Work instructions
Extend the cruise travel diary that follows, picking up after its final sentence about the last dinner on board.

Excerpt
☆ ☆ ☆

Around 5PM we get out to walk around the village and find some dinner. The place we thought we would go to is closed tonight for unknown reasons. We wind up at a Brewery and have a tasty meal and one of their craft beers.





It has been a nice slow day...perfect to get over the “off the ship let down!"

Alert Bay, Canada, Monday, Oct 2

It is a beautiful, blue bird day when we wake. We docked about 6AM this morning which we slept through. The zodiacs and kayaks are long gone by the time we get going. After breakfast Carolyn packs up everything except what we need today and tomorrow. Packing is always such a downer!




After lunch we tender into town and walk along the shore side street down to the Namgio Burial Ground where many of the Kwakwaka’waka chiefs and their families are buried. It is very interesting to look at, but all the information about the meaning of the totem markers is only found at the Museum. But the Museum is closed on Mondays which is a disappointment. We have run into this in other smaller towns....it seems to us that if a town, especially one that has limited attractions, has a cruise ship visiting, the town would want to put its best foot forward and have its tourist attractions open for the visitors. We run into several others that feel the same way.





The town is very attractive and is pleasant to walk around but there really isn’t too much to do. Some hiked across the island and said it was a nice active hike. There were also the two Seabourn Adventures, but we didn’t talk to anyone who did either of them.




Back on the ship we have cocktails and go to the main dining room for our last dinner. Many of the crew are leaving soon and it seems tonight there is a lot of short timers syndrome as the service is really off. We are seated by 7:15PM and order two courses. It is nearly 8PM before we get our salads and 8:45PM before our main arrives. We eat a lot of bread sticks!! This is the only time the food service has been very poor, it is just unfortunate that it is our last night.

☆ ☆ ☆

Dataset content
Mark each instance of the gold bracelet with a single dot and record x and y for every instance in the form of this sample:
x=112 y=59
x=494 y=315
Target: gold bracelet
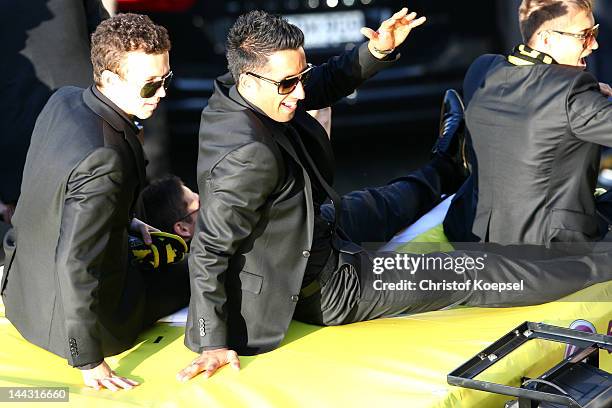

☆ ☆ ☆

Response to the task
Back in the room the moon is out and the big NCL ship from Juneau is just ahead of us, we sit on the balcony for awhile and watch the shore slide by. Compared to the absolute no light from the land for the last 11 nights, it looks like Christmas along the shore line now.  Off to bed. We have an early day tomorrow and Carolyn is still under the weather from her asthma. 

Thursday, October 12, 2017

Klemtu, Canada, Sunday, Oct 1

Glory Be! We wake to another sunny day in the middle of a beautiful setting. Looking out on the balcony we see the kayaks getting ready to begin their tours and the zodiacs are hauling food stuffs up the water way to the Klemtu village.




We go to breakfast and then back to the suite to wait our turn to go ashore. There are two performances planned at the village today. One in the morning with three staggered tender departures and one in the afternoon with three more tender departures.

This turns out to be the day of shows. As we are sitting on the balcony, two whales, a mom and her calf, swim right beside us and put on a wonderful display of blowing, diving and tails! This lasts for about 20 minutes until they get too far from the ship to enjoy.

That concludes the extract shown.